*Annotated photo localization data*:
%%
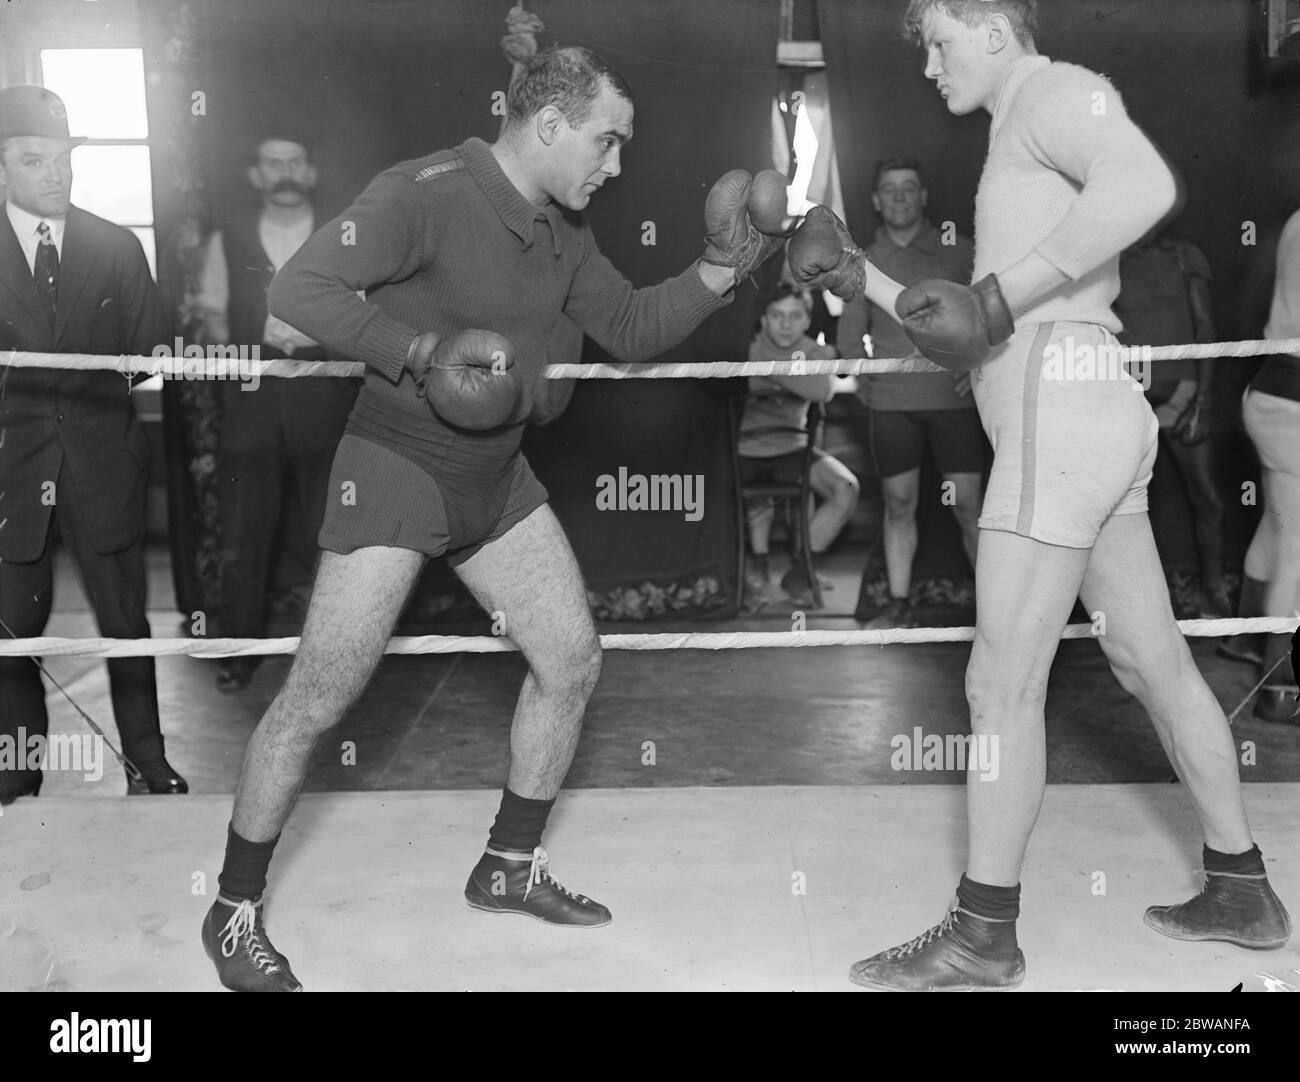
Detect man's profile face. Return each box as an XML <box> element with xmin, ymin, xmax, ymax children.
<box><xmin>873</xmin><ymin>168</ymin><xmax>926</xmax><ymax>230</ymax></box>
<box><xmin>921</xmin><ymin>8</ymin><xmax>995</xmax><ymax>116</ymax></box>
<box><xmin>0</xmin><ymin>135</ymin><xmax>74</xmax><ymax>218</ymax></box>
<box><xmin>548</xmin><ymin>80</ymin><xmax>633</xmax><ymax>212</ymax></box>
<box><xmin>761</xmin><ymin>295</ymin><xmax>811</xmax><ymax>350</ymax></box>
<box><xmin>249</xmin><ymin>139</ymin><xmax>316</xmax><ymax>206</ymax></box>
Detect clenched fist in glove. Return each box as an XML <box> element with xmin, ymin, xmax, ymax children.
%%
*EXERCISE AIM*:
Your copy should match the records above word for word, but without images.

*TASK SOLUTION*:
Detect man's profile face. Return each box as an XML <box> element with xmin, ymin, xmax, ymax children.
<box><xmin>873</xmin><ymin>168</ymin><xmax>926</xmax><ymax>230</ymax></box>
<box><xmin>921</xmin><ymin>8</ymin><xmax>995</xmax><ymax>116</ymax></box>
<box><xmin>0</xmin><ymin>135</ymin><xmax>74</xmax><ymax>218</ymax></box>
<box><xmin>548</xmin><ymin>80</ymin><xmax>633</xmax><ymax>212</ymax></box>
<box><xmin>761</xmin><ymin>295</ymin><xmax>811</xmax><ymax>350</ymax></box>
<box><xmin>249</xmin><ymin>139</ymin><xmax>316</xmax><ymax>206</ymax></box>
Detect clenched fist in glove. Return each box as an XML <box> element with xmin, ymin, xmax, ymax children.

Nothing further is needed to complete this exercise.